* **Written instruction**:
Write down each entry again, exactly as it reads.

* **Named-object pointing records**:
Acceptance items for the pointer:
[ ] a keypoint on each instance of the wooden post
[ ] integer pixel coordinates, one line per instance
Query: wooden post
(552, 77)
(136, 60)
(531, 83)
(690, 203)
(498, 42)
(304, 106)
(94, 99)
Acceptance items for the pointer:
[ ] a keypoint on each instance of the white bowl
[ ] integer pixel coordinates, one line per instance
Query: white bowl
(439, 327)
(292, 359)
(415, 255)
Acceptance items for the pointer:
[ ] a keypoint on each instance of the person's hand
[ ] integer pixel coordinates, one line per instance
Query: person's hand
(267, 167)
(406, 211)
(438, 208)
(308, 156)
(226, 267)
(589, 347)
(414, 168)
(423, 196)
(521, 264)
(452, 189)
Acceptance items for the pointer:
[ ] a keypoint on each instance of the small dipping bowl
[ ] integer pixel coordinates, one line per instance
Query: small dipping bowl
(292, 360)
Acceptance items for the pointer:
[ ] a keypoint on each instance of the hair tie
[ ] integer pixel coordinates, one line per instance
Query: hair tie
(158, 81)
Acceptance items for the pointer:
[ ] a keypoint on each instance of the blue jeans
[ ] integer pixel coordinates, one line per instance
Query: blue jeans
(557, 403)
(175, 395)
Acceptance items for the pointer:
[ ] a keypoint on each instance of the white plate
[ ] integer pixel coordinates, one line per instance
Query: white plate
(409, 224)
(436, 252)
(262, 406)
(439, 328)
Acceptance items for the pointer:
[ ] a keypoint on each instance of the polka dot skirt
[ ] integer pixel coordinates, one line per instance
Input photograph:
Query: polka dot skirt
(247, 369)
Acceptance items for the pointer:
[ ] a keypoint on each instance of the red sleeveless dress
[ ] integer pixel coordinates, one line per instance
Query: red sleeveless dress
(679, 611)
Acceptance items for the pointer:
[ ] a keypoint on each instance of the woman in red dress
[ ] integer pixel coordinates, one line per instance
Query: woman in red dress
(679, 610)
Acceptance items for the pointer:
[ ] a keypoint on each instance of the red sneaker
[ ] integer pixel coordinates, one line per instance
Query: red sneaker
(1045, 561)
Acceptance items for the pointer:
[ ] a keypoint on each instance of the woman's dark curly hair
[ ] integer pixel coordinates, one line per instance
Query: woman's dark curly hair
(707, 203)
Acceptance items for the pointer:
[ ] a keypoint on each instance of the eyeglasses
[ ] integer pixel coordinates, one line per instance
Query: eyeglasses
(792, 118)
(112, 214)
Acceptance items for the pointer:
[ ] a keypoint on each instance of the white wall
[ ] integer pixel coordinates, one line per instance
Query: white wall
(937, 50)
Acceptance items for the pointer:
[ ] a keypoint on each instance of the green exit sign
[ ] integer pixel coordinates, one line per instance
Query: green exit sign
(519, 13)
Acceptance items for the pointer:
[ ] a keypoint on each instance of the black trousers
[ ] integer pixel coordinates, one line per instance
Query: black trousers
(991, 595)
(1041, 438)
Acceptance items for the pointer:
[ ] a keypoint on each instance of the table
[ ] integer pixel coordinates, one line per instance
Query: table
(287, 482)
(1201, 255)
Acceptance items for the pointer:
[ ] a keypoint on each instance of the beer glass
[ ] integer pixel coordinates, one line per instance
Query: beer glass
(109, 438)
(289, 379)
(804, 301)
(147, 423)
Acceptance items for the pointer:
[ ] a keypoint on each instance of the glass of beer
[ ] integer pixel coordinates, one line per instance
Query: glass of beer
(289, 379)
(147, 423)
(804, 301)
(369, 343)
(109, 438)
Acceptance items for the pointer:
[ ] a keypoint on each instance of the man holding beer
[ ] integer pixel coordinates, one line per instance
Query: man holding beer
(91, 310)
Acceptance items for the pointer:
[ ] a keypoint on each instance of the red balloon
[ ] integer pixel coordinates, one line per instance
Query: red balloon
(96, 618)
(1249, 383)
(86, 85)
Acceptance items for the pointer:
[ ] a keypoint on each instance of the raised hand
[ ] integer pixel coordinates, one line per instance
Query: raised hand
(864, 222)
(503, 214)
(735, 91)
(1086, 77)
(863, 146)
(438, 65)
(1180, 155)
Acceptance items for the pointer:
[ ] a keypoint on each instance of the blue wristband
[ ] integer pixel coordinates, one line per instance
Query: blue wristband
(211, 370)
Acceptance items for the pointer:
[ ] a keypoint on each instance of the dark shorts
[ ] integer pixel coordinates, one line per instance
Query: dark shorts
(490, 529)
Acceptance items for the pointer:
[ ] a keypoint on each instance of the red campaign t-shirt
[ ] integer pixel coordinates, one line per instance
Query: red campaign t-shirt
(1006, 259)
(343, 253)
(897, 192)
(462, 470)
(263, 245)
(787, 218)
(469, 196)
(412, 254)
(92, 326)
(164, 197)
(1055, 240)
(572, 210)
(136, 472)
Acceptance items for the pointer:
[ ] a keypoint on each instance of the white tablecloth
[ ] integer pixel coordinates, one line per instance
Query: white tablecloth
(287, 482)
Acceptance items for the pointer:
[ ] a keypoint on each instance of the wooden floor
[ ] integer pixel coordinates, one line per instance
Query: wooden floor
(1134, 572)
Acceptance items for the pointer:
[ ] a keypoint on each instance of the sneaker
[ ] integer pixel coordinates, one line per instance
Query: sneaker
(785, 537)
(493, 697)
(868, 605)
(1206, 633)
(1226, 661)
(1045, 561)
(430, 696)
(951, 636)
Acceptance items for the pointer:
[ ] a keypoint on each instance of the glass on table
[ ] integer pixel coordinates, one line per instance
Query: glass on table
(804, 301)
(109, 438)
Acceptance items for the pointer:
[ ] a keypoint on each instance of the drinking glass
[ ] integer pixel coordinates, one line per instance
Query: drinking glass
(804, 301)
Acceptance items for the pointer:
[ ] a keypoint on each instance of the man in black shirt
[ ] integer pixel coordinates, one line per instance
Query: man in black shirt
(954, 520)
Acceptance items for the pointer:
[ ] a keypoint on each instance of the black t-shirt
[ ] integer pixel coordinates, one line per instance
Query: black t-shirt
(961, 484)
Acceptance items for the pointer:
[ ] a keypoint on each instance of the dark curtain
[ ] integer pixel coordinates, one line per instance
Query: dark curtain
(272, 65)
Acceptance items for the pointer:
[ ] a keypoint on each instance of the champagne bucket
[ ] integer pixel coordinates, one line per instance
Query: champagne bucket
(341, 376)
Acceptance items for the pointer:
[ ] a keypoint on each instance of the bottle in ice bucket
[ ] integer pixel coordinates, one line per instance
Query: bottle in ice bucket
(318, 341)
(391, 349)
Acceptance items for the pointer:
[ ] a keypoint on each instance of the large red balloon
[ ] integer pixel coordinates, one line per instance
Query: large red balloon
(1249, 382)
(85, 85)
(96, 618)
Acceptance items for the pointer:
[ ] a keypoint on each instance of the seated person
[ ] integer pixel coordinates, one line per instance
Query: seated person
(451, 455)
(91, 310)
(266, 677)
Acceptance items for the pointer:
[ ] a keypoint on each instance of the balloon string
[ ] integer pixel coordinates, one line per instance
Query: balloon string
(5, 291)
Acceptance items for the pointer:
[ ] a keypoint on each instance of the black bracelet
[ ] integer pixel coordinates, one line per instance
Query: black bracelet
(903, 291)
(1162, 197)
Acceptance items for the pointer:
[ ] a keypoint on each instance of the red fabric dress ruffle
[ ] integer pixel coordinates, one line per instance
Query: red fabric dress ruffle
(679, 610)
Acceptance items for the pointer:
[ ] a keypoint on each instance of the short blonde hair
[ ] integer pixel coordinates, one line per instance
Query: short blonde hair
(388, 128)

* **Reply**:
Acceptance items for the pointer:
[ ] a keypoint on each instance of the wooden post
[ ] integer pixel coordinates, one line per instance
Query: wooden post
(552, 77)
(136, 60)
(531, 83)
(690, 203)
(498, 42)
(304, 106)
(94, 99)
Acceptance items for the pointer:
[ ] a keypoint on each instance of the white bowl
[ ] integer pixel coordinates, one line per instance
Query: white bowl
(439, 327)
(292, 359)
(415, 255)
Acceptance items for the pointer:
[ ] a keypoint on each instance of the person's hand
[ ] integer pixel coordinates, one line per instance
Query: person's hand
(267, 167)
(406, 211)
(438, 208)
(308, 156)
(226, 267)
(589, 347)
(414, 168)
(423, 196)
(521, 264)
(452, 189)
Acceptance items for the pointer:
[ ] a keypoint on each instance of the small dipping bowl
[ ] integer pixel coordinates, one line per instance
Query: small dipping bowl
(292, 360)
Acceptance items for the pointer:
[ ] a keypoint on each instance of the hair tie
[ ] integer pixel coordinates, one line per instance
Query: hair tie
(158, 81)
Acceptance items for the pointer:
[ ] a keypoint on each instance of the blue jeans
[ ] integer pixel coordinates, one line per instance
Query: blue jeans
(557, 403)
(175, 395)
Acceptance items for the pointer:
[ ] a keypoint on each instance of the white plate
[ ] integer pixel coordinates, one line per instance
Query: white plate
(409, 224)
(436, 252)
(262, 406)
(439, 328)
Acceptance items for the pointer:
[ ] a keypoint on each instance of the polka dot skirt
[ ] integer pixel coordinates, one line per instance
Input photograph:
Query: polka dot skirt
(247, 369)
Acceptance items for the pointer:
[ ] a keypoint on each instance of the red sleeveless dress
[ ] integer pixel coordinates, one line per instance
Query: red sleeveless dress
(679, 611)
Acceptance items for the pointer:
[ ] a keypoint on each instance of the woman in red dress
[ ] integer pixel coordinates, one line per instance
Query: woman in red dress
(679, 610)
Acceptance items for the pointer:
[ ] a keypoint on each instance of the red sneaker
[ ] integer pixel coordinates, one line per instance
Query: red sneaker
(1045, 561)
Acceptance items for the pointer:
[ ] a keypoint on each instance of the woman's dark curly hair
[ ] integer pixel coordinates, one line per instance
Query: woman's dark curly hair
(707, 203)
Acceptance items for the pointer:
[ ] a keypoint on each instance of the eyeglasses
[ ] integer pixel coordinates, one line per instance
Query: eyeglasses
(792, 118)
(112, 214)
Acceptance items for the pointer:
[ ] a keypoint on each instance of the white wall
[ ] integer pixel coordinates, one line per instance
Query: white wall
(937, 50)
Acceptance items for the pointer:
[ ] a keypoint on each instance of the green exit sign
[ ] integer pixel coordinates, one line per instance
Query: green exit sign
(519, 13)
Acceptance items for the pointer:
[ ] a keypoint on each instance of the black trousers
[ ] integer pixel coordinates, one line per instance
Query: black trousers
(991, 595)
(1041, 438)
Acceptance items for the pointer:
[ ] a keypoint on each instance of the table
[ ] integer pixel coordinates, one line per instance
Query: table
(287, 482)
(1201, 255)
Acceptance items for the pointer:
[ ] a keypoint on each instance of the beer glass
[ ] integer pixel coordinates, one line per instance
Query: beer glass
(109, 438)
(289, 379)
(804, 301)
(147, 423)
Acceptance items for the pointer:
[ ] a keypoint on each instance of the glass of beer
[ ] integer pixel coordinates, one line per instance
Query: glass of beer
(289, 379)
(147, 423)
(804, 301)
(369, 343)
(109, 438)
Acceptance items for the pointer:
[ ] a keypoint on each instance of the man holding beer
[ ] integer pixel coordinates, one line per instance
Query: man holding beer
(91, 310)
Acceptance items for the pointer:
[ ] a keypoint on each instance of the red balloon
[ ] integer pixel coordinates, one line per instance
Query: red balloon
(96, 618)
(1249, 383)
(86, 85)
Acceptance items for the pointer:
[ ] a keypoint on each instance of the raised hand
[ ] integer pixel coordinates, one line per instance
Query: raised hand
(864, 222)
(503, 214)
(735, 91)
(1086, 77)
(863, 146)
(438, 65)
(1180, 155)
Acceptance items for the pointer:
[ ] a keypoint on each instance of the blue wristband
[ ] integer pixel coordinates, one line per instance
Query: blue wristband
(211, 370)
Acceptance items for the pointer:
[ ] a keypoint on each instance of the dark shorts
[ ] integer pixel coordinates, one line per instance
Query: dark shorts
(490, 529)
Acceptance items for the pointer:
[ ] a keypoint on each instance of the red campaign t-shirt
[ ] integer pixel coordinates, one line per instance
Query: red campaign t-shirt
(1006, 259)
(343, 253)
(897, 192)
(462, 470)
(263, 245)
(787, 218)
(469, 196)
(412, 254)
(92, 326)
(164, 197)
(1055, 240)
(572, 210)
(136, 472)
Acceptance items for the pointer:
[ ] a keypoint on each instance of the white tablecloth
[ ] integer pixel coordinates, one line per instance
Query: white tablecloth
(287, 482)
Acceptance items for the pointer:
[ ] a keypoint on each instance of the wooden floor
[ ] integer pixel coordinates, one line per instance
Query: wooden floor
(1134, 572)
Acceptance items for the pointer:
[ ] a keypoint on each instance of the sneaker
[ ] integer pixel coordinates, one line per instance
Query: sneaker
(785, 537)
(493, 697)
(868, 605)
(1206, 633)
(1226, 661)
(1045, 561)
(430, 696)
(951, 636)
Acceptance items for the pointer:
[ ] a keypoint on each instance of the glass on table
[ ] integer pixel coordinates, one line per instance
Query: glass on table
(804, 301)
(109, 438)
Acceptance items for the pointer:
[ ] a keypoint on each instance of the drinking glass
[ ] integer pixel coordinates, one line per instance
Query: drinking glass
(804, 301)
Acceptance items for the pointer:
[ ] a keypoint on each instance of the man in black shirt
[ ] integer pixel coordinates, one line per instance
Query: man in black shirt
(954, 520)
Acceptance items for the pointer:
[ ] a keypoint on each instance of the black t-shirt
[ ] integer pixel coordinates, one line per instance
Query: black t-shirt
(961, 484)
Acceptance items for the pointer:
[ ] a keypoint on each instance of the dark curtain
[ ] integer pixel coordinates, one line per instance
Query: dark curtain
(272, 65)
Acceptance items for the pointer:
[ ] a keypoint on each instance of the champagne bucket
[ ] integer pixel coordinates, one line per instance
Query: champagne bucket
(341, 376)
Acceptance items for the pointer:
[ ] a keypoint on each instance of the bottle in ice bucket
[ ] integer pixel coordinates, one line per instance
Query: bottle in ice bucket
(318, 341)
(391, 349)
Acceptance items for the pointer:
[ ] a keypoint on each instance of the large red balloon
[ ] integer pixel coordinates, one line per instance
Query: large red balloon
(1249, 382)
(85, 85)
(96, 618)
Acceptance items for the pointer:
[ ] a keypoint on each instance of the seated person
[ ] integer pixel coordinates, one line per instance
Query: seated person
(451, 455)
(91, 310)
(266, 677)
Acceptance items for the pointer:
[ ] a keypoint on each instance of the balloon string
[ ] integer pixel coordinates, one line per instance
Query: balloon string
(5, 291)
Acceptance items for the pointer:
[ ] a keypoint on each instance of the black bracelet
[ ] integer pixel coordinates, one line per instance
Query: black bracelet
(903, 291)
(1162, 197)
Acceptance items for the pointer:
[ ] a keypoint on each instance of the red fabric dress ruffle
[ ] integer pixel coordinates, one line per instance
Query: red fabric dress ruffle
(679, 610)
Acceptance items for the pointer:
[ ] a keypoint on each instance of the short blonde hair
[ ] integer pixel coordinates, one line per instance
Query: short blonde hair
(388, 128)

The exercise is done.